GIVEN RECORDS START
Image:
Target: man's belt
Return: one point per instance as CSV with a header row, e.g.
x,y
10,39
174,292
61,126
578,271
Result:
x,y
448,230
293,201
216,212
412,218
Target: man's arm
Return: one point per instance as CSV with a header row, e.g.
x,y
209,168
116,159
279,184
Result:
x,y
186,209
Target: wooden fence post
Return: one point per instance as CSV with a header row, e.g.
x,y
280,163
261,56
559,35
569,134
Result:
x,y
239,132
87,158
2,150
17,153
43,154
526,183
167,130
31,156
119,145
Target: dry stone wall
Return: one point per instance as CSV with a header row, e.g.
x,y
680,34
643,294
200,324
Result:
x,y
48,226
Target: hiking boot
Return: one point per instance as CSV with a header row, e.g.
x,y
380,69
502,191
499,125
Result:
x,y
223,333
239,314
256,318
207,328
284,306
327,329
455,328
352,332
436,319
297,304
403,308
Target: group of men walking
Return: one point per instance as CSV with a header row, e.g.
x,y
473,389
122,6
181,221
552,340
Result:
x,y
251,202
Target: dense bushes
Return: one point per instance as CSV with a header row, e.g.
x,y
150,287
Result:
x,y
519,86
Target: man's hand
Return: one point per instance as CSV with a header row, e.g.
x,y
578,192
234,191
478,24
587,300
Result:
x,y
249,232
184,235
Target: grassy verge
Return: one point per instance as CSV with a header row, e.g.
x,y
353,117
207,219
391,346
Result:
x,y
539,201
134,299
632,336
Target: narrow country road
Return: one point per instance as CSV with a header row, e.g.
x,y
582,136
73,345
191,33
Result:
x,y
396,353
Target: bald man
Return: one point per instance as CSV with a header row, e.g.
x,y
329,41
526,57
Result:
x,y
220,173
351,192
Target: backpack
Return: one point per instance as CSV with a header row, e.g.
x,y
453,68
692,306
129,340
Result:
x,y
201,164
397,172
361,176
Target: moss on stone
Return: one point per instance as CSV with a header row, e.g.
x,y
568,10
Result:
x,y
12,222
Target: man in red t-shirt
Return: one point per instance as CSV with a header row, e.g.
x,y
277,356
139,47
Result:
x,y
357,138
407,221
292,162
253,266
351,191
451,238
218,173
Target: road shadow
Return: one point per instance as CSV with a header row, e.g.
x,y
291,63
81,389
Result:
GIVEN RECORDS END
This calls for an exact transcription of every entry above.

(ANSWER SPACE)
Image:
Target: man's belt
Return: one point per instance as CSV with a header row, e.g.
x,y
10,39
174,292
61,126
578,271
Result:
x,y
448,230
293,201
216,212
412,218
Target: man's arm
Return: one point per instance as CSV with a header row, e.g.
x,y
209,168
116,159
279,184
Result:
x,y
186,209
Target: wooden fence post
Return: one point per instance as CSV with a header row, e.g.
x,y
280,163
261,56
559,35
569,134
Result:
x,y
239,132
87,158
2,150
17,153
43,154
526,183
167,130
31,156
119,145
Target: dry stone wall
Return: one point per instance as CSV with a header row, e.g.
x,y
680,34
643,294
200,324
Result:
x,y
48,226
Target: hiking boot
Return: one point per instance as CSV with a header row, e.g.
x,y
380,69
502,191
499,125
Result:
x,y
223,333
239,314
256,318
207,328
284,306
327,329
455,328
352,332
436,319
297,304
403,308
Target: group of men walking
Return: one point per instance as CSV with a header row, e.g.
x,y
473,389
122,6
181,221
552,340
Result:
x,y
251,202
Target: dense bushes
Return: one point per instance as CSV with a header row, e.g.
x,y
150,287
Result:
x,y
519,86
Target: man's hand
Return: one point per instance as CSV with a header row, e.g.
x,y
578,192
234,191
478,24
587,300
Result:
x,y
249,232
184,235
Target: grassy verge
Return: one point per instance as CSV with a header row, e.g.
x,y
353,117
207,219
391,346
Result:
x,y
539,201
134,299
632,336
Target: narrow country road
Return: one point per instance as CSV with a header row, e.g.
x,y
582,136
73,345
191,33
Result:
x,y
396,353
Target: bald man
Return: one point per instance as CSV with a header row, e.g.
x,y
329,41
526,57
Result:
x,y
220,173
351,192
Target: backpack
Return: one point per instance as CSV with a header row, e.g.
x,y
453,68
692,306
129,340
Result:
x,y
201,164
397,172
361,176
Target: moss on stone
Return: one point per instance as CSV with a header row, e.g.
x,y
568,10
Result:
x,y
12,222
Target: man in red t-shirt
Return: one point per instance as CSV with a header row, e.g.
x,y
277,356
139,47
Result:
x,y
357,138
407,221
292,162
253,266
351,191
451,238
218,173
Target: road shadow
Return: one point per instance as CSV with a header row, e.g.
x,y
291,63
81,389
Result:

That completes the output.